### YOUR TASK:
Identify every line in the entries below that contains the word "green", and copy each of those lines in full.

### ENTRIES SUPPLIED:
※

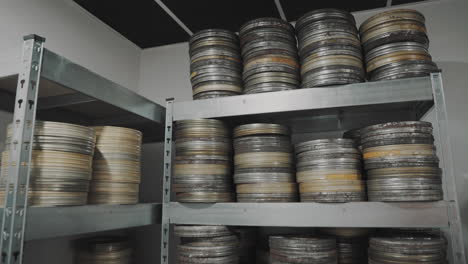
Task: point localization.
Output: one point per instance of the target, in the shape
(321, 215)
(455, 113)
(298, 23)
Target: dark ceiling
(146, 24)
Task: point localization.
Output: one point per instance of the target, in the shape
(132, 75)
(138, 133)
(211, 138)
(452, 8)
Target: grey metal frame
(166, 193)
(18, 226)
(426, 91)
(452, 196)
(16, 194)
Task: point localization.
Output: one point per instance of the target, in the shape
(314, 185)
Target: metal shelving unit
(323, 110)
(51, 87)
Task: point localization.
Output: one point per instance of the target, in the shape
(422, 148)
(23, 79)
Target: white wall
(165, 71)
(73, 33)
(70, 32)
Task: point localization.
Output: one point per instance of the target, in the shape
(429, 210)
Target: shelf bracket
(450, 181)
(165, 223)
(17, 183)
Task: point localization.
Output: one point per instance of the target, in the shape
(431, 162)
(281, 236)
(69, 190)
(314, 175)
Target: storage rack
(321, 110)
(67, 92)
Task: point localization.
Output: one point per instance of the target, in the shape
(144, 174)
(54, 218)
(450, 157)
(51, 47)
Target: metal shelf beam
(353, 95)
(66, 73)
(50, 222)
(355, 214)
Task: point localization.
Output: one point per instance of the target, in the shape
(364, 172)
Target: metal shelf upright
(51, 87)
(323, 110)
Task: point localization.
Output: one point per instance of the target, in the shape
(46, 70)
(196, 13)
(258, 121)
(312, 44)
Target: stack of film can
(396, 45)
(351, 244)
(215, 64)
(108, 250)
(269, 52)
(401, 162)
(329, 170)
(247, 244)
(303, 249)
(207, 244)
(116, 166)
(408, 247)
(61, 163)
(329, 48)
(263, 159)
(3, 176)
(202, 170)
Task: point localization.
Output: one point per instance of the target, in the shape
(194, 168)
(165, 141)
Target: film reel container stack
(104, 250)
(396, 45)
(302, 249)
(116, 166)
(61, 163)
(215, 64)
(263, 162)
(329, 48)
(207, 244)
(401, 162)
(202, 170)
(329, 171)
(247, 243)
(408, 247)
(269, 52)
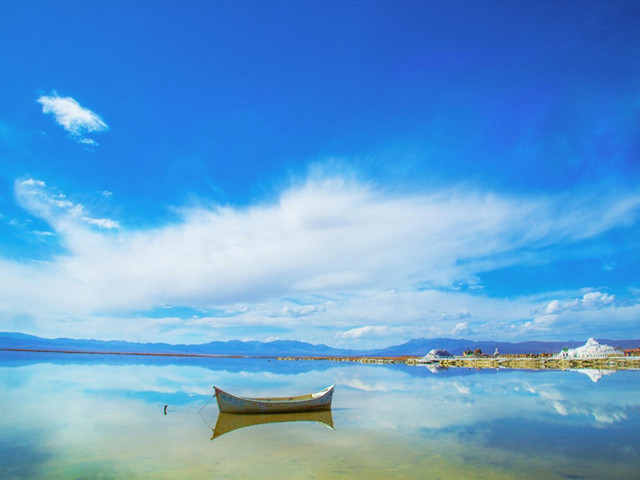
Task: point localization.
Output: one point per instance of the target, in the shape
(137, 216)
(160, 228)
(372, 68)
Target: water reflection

※

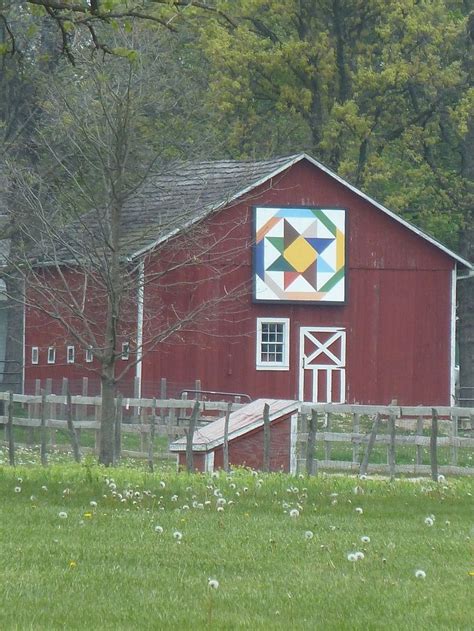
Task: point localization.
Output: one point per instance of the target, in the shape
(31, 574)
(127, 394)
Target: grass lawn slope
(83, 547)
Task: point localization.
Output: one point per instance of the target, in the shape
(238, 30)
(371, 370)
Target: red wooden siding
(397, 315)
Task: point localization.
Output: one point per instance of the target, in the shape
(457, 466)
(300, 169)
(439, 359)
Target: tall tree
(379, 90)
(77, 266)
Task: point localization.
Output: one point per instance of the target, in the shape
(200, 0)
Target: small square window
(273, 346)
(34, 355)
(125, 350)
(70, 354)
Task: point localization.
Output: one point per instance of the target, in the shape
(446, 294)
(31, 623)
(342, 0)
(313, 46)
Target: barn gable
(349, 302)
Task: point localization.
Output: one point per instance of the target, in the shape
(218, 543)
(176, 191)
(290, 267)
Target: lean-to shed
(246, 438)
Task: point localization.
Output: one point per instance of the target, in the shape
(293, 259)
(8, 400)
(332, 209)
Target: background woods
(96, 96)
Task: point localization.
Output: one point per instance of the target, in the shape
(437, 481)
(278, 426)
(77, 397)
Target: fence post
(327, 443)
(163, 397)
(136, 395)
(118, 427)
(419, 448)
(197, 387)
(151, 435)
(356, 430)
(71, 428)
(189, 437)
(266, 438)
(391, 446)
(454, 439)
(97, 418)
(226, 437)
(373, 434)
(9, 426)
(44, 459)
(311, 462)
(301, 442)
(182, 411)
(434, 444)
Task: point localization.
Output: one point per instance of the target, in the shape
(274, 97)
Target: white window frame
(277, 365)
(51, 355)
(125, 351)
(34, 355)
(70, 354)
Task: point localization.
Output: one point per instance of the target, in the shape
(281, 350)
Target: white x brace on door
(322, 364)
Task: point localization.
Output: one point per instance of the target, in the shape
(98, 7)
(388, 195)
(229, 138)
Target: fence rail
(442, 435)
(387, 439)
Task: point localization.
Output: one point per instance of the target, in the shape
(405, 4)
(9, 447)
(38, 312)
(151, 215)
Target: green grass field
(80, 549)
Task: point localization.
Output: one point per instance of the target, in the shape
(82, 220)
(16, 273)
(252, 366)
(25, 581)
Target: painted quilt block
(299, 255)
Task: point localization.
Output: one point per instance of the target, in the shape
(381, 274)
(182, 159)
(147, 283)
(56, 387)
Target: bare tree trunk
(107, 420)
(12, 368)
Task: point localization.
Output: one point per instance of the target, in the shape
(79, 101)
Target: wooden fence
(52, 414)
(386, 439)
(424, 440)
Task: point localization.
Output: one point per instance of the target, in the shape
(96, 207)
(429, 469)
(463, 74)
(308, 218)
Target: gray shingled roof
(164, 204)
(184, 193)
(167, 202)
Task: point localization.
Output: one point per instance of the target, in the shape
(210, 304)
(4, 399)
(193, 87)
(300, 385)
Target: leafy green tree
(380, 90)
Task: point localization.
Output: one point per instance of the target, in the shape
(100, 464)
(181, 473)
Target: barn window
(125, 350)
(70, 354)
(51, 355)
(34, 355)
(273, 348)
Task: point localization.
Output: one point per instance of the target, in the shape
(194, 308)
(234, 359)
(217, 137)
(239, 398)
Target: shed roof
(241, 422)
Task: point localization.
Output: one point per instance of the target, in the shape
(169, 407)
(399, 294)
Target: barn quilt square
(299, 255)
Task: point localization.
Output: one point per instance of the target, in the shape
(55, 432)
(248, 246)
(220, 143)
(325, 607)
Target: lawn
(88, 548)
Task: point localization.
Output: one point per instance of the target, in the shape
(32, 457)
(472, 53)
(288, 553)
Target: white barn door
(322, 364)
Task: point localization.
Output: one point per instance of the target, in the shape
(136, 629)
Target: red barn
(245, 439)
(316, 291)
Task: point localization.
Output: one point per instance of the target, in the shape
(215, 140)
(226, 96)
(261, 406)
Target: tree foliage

※

### SOLUTION TO THIS TASK:
Target: green grass field
Target: leafy green tree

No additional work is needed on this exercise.